START Selected passage

Of XAM in its current form, Ring and Carpentier are making the same observation: the specification as it is doesn’t amount to much right now. The fact that they are pushing their “vision” today has more to do with marketecture than architecture.

Ring described the situation succinctly: “From what I’ve seen of the XAM group, their execution seems to me behind the times, rather ambitious, and has some serious flaws that will impact security and performance. They are looking to invent yet another protocol when all those required to do the job are at their finger tips.”

He has some good points. Should XAM build-in search capabilities, this represents a security issue that compromises the basic nature of what we believe a CAS system represents. “Once data is stored in CAS,” says Ring, “no one, not even some software engine, should be able to search the data without having its UUID. This function clearly belongs one layer up from the CAS storage system and should allow a full spectrum of search engines to leverage a CAS store.”

Another good question: why has the SNIA not chosen to base the application-to-CAS interface a network-based protocol such as HTTP 1.1? Ring says that at the last XAM meeting he attended, the consumer delegates in attendance wanted it this way, but “the vendors wanted to add layers of complexity to integrate. When it comes to on-the-wire open protocols, what better than HTTP?”

END Selected passage
START Supplied entries

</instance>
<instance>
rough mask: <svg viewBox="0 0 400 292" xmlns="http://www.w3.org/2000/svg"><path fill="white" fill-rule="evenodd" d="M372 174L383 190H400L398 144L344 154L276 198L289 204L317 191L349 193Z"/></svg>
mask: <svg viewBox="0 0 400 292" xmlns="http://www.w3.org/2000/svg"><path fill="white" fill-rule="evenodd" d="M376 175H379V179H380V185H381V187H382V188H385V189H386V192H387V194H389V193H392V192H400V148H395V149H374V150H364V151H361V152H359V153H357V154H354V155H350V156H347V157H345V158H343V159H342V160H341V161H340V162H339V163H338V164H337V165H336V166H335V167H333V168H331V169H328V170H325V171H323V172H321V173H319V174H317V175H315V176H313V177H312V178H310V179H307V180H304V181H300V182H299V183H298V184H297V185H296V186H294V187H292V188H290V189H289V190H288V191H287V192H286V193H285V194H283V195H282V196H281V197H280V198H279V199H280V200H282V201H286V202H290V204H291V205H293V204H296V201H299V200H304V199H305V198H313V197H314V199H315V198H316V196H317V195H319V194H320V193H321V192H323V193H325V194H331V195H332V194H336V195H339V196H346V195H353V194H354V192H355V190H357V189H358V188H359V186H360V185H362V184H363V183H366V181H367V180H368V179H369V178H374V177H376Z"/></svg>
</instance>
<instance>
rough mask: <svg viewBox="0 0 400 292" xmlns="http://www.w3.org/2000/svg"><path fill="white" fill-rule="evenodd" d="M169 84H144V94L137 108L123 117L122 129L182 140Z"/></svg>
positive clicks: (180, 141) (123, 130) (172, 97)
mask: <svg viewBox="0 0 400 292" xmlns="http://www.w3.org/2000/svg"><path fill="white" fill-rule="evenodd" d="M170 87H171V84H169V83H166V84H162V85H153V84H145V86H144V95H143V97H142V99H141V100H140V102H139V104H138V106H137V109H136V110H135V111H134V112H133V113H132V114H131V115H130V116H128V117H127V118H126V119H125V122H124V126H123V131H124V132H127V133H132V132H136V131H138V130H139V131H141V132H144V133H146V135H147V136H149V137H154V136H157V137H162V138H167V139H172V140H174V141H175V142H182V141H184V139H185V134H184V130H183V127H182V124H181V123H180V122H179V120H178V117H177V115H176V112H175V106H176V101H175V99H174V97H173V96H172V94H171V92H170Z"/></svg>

END Supplied entries

Exercise directions:
Carry on the passage about the XAM specification from its last sentence. The items have nothing to do with this.

Response area:
“When I last looked,” Ring said, “the XAM team was considering building in some kind of database engine and all the type checking that goes with it. The naiveté around this topic was somewhat surprising from a scope-of-work perspective: they seemed in over their heads and only making matters worse with injected complexity. They need to think in building blocks, not monolithic structures. Also, reinventing SQL does not seem to me a wise course of action. Of course, specialized expensive hardware could solve the performance problem. … Hmmm, I wonder who wants this.”

Ring’s comments make enormous sense. Architecturally, functions such as databases and search engines should not be built in. They lock the customer in to a specific XAM-defined version. Ring believes that this is contrary to industry wants and contrary to current trends. “Providing an open system that takes advantage of the latest in database and search technology is clearly the preferred route and creates choice and leverage for the customer. This ‘built in’ architecture would hinder innovation as CAS evolves.”

Ring is also spot on when he notes that the complexity of the current XAM specification will drive a looping process of prototypes, refinements, bug fixes, more refinements, and more, all of which will favor the large CAS vendors over the smaller ones. “Add to that the effort required to create a solid validation test suite and you get a long window before something usable pops out.”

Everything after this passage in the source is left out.